● Recorded information
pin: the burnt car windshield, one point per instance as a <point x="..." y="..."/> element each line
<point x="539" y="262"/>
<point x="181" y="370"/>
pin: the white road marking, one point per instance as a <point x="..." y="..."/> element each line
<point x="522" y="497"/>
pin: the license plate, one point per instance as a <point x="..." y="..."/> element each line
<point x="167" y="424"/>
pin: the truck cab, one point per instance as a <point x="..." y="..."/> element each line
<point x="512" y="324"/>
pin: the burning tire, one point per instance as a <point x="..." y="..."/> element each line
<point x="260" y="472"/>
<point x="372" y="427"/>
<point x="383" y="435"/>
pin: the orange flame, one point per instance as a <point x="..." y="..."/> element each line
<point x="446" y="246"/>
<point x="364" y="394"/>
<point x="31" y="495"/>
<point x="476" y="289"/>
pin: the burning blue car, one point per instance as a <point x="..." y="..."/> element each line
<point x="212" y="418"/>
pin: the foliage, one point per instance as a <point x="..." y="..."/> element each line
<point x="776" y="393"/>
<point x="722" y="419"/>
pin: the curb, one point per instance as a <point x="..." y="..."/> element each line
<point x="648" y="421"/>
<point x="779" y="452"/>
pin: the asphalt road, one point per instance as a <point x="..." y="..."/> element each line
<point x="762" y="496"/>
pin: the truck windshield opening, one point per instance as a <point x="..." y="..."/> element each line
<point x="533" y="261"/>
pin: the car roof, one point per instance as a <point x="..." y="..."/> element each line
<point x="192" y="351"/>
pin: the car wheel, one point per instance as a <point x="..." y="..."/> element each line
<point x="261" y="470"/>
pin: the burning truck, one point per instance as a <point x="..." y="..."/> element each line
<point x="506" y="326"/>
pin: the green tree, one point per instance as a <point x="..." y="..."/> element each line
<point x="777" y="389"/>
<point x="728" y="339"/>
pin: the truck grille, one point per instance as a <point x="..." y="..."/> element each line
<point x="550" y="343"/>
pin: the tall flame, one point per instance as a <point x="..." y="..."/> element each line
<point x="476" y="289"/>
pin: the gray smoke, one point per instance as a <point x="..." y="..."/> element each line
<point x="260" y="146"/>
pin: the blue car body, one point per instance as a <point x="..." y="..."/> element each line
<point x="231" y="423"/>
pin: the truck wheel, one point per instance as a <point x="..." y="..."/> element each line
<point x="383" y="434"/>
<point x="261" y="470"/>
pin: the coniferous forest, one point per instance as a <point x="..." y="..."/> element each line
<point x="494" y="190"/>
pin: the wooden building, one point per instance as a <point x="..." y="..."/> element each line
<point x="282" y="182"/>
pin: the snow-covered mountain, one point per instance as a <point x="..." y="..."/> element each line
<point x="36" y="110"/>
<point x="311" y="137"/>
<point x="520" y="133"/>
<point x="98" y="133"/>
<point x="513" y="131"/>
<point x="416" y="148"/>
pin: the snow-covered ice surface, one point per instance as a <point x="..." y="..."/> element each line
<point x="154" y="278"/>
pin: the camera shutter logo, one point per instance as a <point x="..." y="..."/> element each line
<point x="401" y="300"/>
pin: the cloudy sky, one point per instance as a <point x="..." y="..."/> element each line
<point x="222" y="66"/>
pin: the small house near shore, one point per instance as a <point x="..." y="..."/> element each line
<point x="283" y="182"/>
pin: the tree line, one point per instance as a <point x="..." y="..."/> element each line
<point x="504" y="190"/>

● Task requirements
Rewrite every line from the one containing "pin: the small" through the end of the entries, leaving all text unchanged except that each point coordinate is increased by 138.

● Correct result
pin: the small house near shore, one point per instance as a <point x="..." y="..."/> element each line
<point x="421" y="320"/>
pin: the tree line, one point per instance as a <point x="..." y="..."/> element each line
<point x="642" y="328"/>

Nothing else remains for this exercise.